* [GOAL]: Each line below is to be written out in full, exactly as shown.

Rows from a dataset
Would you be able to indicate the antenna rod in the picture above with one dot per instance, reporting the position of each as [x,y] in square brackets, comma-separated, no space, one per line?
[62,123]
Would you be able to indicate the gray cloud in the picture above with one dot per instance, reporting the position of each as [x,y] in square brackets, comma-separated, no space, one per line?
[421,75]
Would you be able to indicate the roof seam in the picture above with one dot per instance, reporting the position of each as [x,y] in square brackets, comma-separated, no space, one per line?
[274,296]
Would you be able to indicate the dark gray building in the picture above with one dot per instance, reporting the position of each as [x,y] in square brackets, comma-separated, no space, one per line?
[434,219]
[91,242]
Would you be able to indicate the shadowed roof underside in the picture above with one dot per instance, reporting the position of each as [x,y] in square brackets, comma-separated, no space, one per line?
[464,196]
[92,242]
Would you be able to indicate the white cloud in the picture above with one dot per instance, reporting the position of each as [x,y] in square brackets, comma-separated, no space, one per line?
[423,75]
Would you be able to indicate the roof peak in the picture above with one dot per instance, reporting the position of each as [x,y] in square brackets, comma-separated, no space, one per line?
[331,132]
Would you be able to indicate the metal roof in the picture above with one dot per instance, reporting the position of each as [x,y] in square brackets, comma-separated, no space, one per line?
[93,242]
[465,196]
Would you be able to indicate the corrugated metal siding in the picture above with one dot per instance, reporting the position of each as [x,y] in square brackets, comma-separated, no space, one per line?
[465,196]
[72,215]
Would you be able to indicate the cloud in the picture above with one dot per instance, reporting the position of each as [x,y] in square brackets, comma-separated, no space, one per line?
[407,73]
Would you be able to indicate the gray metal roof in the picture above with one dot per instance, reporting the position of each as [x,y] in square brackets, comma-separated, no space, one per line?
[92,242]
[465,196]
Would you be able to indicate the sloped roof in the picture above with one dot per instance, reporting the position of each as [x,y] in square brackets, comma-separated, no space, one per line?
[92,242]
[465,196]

* [COMPLETED EXERCISE]:
Would you be able to indicate the antenna rod in the picture above with one dot per instance, reporting the position of each as [x,y] in square brackets, comma-separated, no space, one per line?
[62,123]
Would you be able to indicate the gray cloud in the picture above with one dot per instance, reporting the position of each as [x,y] in square brackets, comma-separated, no space, one per line?
[421,75]
Would you be able to indicate the roof seam in the picture above with one dot per instance, reporting the position of each as [x,y] in square brackets, comma-separated, no space, one per line?
[274,296]
Would you be able to indicate the dark gray building in the picture above with one dot per instance, reporting the position of each as [x,y] in square brackets, comma-separated, no space, one per line?
[434,219]
[91,242]
Would you be able to indicate the shadowed roof underside in the picture above with one dot per instance, reporting the position of each as [x,y] in square brackets, comma-separated, no space, one per line?
[464,196]
[92,242]
Would you be able to indicate the white cloud in the picture above with one dot per instance, reporting the position of each as [x,y] in square brackets, comma-separated, no space, one per line?
[423,75]
Would you be able to indicate the roof peak in the picture above with one dot per instance, reporting the position of each as [x,y] in square brackets, comma-separated, no space, one per line?
[331,132]
Would you be able to indicate the metal roof in the picture above with one dot per instance, reporting the position of each as [x,y] in square brackets, comma-separated, no space, one per line?
[93,242]
[465,196]
Would you be able to indicate the corrugated metal siding in the picture above with one dot per instance, reporting the position of each as [x,y] in square brackets, comma-separated, no space, one per line?
[465,196]
[72,215]
Would you be able to indicate the cloud in the picture above with one dot per instance, reporting the position of each as [x,y] in square brackets, comma-separated, no space, one per line?
[407,73]
Would you be able to indicate the gray metal roof in the picture above with one dot per instance, reporting the position of each as [x,y] in square brackets, comma-separated, no space, one per line?
[92,242]
[465,196]
Would you be able to indicate the sloped roof in the picture above with one dot per instance, reporting the position of each as [x,y] in square brackets, comma-separated, no space, one per line?
[92,242]
[465,196]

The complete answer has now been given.